*Short problem:*
The required output is the exact sequence of lines from the line holding "task: segment the black jacket" to the end of the records, inclusive.

*Raw data:*
------------------------------

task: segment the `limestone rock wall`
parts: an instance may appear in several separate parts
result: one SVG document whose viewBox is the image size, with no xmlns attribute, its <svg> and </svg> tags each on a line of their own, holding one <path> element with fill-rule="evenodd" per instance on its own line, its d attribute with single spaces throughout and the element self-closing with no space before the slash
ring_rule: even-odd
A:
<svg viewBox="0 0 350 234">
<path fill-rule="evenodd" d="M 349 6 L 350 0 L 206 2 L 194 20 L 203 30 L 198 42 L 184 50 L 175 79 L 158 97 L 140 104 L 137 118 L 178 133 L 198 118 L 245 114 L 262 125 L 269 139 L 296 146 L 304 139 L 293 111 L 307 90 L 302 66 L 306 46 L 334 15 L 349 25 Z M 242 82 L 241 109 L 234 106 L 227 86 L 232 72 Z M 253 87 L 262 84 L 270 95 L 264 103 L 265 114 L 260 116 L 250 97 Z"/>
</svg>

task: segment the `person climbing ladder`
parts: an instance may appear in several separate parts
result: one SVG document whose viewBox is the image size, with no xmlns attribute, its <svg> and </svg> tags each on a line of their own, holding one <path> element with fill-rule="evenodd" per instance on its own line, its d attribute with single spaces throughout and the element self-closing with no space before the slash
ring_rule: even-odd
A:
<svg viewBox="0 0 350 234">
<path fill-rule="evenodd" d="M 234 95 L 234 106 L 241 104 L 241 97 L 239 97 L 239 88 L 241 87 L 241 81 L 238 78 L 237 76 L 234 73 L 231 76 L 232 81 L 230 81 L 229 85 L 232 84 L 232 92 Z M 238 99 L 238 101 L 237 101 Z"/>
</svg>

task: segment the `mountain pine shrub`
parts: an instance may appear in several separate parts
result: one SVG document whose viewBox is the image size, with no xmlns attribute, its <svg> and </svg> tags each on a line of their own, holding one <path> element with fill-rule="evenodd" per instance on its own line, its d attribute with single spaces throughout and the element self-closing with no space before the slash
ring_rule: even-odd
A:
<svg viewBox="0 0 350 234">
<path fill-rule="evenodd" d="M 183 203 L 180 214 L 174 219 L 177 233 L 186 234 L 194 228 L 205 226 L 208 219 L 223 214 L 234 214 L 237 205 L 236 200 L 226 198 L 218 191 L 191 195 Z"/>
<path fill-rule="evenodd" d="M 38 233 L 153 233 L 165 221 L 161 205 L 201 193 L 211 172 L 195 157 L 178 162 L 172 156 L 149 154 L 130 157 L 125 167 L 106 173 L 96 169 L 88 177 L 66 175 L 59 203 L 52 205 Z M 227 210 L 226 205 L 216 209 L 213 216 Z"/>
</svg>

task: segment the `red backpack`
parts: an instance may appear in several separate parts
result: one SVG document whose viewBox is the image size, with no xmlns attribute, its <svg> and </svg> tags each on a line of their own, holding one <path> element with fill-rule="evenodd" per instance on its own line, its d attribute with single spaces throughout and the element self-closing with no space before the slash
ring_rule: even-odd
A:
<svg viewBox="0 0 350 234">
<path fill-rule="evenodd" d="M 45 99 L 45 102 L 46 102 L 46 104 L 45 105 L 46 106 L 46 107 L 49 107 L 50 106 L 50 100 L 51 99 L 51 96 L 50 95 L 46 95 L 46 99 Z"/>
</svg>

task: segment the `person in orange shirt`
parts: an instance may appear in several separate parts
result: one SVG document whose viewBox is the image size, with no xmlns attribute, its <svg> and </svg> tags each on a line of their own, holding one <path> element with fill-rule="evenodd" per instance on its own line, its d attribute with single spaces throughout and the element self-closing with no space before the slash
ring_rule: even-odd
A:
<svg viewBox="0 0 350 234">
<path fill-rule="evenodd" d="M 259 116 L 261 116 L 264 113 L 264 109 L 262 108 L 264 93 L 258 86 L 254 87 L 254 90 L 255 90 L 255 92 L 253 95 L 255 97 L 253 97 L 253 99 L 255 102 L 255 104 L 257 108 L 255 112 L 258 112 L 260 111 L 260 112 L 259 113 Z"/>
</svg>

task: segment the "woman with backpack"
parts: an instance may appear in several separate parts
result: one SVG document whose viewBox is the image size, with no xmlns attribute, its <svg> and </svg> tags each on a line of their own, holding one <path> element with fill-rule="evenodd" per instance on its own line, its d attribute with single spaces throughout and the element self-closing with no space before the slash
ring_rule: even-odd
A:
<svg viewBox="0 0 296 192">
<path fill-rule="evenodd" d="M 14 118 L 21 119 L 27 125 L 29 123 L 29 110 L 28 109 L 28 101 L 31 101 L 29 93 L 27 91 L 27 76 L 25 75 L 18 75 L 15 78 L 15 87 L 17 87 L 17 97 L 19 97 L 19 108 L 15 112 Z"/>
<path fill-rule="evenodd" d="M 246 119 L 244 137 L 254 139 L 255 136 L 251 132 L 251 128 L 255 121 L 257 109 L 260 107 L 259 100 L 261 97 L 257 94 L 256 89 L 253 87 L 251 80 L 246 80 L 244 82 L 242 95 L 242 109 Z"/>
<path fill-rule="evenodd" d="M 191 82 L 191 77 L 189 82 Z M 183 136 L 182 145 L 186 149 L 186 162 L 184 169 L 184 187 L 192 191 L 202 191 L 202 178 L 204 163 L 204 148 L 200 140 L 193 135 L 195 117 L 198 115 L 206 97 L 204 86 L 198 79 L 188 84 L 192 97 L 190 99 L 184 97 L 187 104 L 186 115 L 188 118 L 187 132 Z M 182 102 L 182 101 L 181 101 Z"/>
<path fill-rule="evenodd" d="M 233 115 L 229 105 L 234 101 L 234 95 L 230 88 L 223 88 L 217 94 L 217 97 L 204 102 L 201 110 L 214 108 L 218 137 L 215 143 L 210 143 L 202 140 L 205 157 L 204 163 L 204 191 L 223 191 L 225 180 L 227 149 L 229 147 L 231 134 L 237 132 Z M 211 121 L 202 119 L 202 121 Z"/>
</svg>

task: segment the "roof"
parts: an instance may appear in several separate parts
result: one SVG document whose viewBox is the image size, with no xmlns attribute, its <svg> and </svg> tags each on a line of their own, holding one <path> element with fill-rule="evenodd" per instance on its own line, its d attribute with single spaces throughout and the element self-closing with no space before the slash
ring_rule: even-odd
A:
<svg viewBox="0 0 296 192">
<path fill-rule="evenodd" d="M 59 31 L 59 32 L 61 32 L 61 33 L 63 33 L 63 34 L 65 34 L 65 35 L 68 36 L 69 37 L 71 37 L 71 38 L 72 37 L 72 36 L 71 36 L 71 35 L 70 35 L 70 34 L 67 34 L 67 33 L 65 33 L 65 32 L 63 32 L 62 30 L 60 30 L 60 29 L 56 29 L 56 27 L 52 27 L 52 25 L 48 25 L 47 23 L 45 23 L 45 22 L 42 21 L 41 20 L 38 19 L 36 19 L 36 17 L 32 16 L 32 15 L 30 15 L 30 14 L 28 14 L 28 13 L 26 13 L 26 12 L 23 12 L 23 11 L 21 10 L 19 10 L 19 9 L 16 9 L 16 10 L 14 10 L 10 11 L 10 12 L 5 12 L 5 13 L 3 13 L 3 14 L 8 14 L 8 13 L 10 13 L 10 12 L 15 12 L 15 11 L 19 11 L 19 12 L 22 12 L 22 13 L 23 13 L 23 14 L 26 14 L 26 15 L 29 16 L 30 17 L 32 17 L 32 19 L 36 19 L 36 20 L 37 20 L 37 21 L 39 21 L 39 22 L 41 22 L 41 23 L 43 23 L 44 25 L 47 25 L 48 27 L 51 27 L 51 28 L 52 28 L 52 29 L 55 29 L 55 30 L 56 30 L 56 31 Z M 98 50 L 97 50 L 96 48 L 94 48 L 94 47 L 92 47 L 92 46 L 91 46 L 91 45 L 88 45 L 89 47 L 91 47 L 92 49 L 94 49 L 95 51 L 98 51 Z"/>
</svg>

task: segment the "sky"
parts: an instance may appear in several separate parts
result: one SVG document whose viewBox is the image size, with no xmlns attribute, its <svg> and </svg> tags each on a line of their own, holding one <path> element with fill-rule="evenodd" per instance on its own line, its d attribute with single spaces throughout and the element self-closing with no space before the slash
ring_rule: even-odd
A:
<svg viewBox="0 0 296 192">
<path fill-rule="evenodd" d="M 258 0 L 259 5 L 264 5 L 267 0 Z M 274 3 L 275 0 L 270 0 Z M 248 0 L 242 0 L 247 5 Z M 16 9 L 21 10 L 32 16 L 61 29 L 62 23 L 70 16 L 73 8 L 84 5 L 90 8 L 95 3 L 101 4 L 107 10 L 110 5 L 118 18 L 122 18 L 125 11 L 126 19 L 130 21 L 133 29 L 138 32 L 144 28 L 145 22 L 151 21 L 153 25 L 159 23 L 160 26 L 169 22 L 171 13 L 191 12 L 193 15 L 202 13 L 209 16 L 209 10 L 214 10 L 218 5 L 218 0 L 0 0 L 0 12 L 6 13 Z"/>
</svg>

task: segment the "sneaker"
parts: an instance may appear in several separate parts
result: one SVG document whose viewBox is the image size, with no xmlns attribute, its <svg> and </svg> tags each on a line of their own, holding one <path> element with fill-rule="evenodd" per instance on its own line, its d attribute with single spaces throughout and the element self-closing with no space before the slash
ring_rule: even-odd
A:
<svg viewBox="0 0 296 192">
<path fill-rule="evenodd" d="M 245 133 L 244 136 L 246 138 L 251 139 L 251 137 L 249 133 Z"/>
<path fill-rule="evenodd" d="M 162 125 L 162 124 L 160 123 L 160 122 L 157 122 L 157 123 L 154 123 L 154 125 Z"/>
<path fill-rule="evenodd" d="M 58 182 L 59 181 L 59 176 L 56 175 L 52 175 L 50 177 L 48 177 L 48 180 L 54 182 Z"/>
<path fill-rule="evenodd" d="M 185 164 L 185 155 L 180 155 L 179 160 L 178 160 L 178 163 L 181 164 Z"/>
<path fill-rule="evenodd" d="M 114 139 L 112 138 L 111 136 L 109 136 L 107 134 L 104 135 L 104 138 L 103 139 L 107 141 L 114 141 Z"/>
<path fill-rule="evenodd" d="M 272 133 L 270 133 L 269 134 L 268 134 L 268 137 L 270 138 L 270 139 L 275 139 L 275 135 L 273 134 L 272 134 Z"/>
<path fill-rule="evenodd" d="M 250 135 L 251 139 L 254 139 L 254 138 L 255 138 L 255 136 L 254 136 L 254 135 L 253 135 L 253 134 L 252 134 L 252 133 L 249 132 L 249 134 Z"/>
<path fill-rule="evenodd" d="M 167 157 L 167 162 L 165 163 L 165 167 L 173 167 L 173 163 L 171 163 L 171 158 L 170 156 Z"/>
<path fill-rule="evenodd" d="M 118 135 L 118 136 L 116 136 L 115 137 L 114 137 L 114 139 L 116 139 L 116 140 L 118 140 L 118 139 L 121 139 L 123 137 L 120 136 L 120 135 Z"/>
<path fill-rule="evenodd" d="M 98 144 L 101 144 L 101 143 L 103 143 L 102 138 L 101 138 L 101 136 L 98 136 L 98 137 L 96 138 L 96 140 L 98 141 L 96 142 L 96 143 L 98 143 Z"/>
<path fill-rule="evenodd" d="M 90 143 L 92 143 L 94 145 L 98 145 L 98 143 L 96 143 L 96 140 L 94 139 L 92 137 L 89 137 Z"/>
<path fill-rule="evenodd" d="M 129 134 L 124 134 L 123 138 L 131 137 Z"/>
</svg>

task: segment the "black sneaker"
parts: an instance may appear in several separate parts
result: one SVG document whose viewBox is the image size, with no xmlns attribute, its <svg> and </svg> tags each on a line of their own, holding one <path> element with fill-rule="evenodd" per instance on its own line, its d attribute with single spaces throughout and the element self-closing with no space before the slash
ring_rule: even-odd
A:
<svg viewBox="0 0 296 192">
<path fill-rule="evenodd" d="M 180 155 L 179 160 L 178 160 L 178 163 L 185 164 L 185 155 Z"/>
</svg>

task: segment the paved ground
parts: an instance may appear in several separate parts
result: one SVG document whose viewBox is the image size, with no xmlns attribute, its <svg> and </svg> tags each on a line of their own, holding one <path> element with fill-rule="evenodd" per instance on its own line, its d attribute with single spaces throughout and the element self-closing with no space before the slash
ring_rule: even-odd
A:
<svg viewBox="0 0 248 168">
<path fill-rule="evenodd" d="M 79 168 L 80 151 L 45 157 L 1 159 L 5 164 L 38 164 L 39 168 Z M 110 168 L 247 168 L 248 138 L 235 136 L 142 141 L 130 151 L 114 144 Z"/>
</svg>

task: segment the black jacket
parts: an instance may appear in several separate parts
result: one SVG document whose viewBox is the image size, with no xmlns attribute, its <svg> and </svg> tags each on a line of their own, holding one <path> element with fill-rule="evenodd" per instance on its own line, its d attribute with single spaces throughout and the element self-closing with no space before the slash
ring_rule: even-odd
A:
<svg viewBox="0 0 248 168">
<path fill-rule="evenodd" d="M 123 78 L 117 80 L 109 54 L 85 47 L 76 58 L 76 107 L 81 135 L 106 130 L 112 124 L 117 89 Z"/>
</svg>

------------------------------

*Finished answer:*
task: segment the black jacket
parts: an instance may appear in several separate parts
result: one SVG document whose viewBox is the image size, with no xmlns attribute, its <svg> and </svg> tags each on a line of their own, holding one <path> element with fill-rule="evenodd" per instance on its own line, its d attribute with single spaces throughout and the element self-closing with no space before the slash
ring_rule: even-odd
A:
<svg viewBox="0 0 248 168">
<path fill-rule="evenodd" d="M 123 78 L 117 80 L 109 54 L 85 47 L 76 58 L 76 107 L 81 135 L 106 130 L 112 124 L 117 89 Z"/>
</svg>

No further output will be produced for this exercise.